Assignment
Only lines holding the string "white" are wanted; copy each one from the material.

::::::::::

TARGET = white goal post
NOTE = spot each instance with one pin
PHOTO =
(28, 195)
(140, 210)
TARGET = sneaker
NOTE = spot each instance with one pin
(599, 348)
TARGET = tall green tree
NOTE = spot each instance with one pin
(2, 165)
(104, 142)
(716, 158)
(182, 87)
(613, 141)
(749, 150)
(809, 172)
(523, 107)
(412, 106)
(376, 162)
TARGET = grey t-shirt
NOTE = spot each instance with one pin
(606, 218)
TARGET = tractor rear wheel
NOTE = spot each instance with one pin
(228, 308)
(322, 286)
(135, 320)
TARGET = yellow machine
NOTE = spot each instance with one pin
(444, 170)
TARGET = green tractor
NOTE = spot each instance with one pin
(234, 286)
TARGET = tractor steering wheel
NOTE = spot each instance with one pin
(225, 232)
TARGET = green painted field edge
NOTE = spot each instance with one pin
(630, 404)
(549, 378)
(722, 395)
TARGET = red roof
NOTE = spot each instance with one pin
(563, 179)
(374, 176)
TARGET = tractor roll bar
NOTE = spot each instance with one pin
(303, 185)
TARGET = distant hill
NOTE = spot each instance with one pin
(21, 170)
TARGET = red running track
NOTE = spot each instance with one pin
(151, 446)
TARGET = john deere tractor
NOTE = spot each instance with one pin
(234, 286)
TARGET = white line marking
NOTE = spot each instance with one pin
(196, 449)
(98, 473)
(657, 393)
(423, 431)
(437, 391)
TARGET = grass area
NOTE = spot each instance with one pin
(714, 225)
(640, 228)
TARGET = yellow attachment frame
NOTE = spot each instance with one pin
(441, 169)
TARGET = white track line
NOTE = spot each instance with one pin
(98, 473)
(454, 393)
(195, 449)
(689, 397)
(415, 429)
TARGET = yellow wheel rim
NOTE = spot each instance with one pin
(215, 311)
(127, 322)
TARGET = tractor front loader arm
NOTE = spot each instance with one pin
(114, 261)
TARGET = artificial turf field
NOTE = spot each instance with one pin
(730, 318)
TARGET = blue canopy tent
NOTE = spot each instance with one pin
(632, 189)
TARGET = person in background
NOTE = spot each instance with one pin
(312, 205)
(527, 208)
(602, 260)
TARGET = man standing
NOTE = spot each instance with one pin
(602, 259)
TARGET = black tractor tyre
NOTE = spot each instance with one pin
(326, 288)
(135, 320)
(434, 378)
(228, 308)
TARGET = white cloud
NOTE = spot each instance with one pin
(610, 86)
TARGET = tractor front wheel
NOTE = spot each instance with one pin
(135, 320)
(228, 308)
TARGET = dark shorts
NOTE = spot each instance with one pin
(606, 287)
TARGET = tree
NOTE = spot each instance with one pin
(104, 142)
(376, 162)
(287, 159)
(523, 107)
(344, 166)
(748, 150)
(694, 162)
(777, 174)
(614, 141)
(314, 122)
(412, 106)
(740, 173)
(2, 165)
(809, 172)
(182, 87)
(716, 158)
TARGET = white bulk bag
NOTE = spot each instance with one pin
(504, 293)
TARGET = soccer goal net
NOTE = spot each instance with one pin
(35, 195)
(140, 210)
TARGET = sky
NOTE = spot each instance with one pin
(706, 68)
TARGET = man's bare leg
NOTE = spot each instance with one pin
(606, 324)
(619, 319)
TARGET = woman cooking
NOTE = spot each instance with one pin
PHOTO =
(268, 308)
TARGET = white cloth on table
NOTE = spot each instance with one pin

::::::::::

Written response
TARGET = white goal post
TARGET = white line marking
TARGET = white track line
TARGET = white cloud
TARGET = white bulk bag
TARGET = white cloth on table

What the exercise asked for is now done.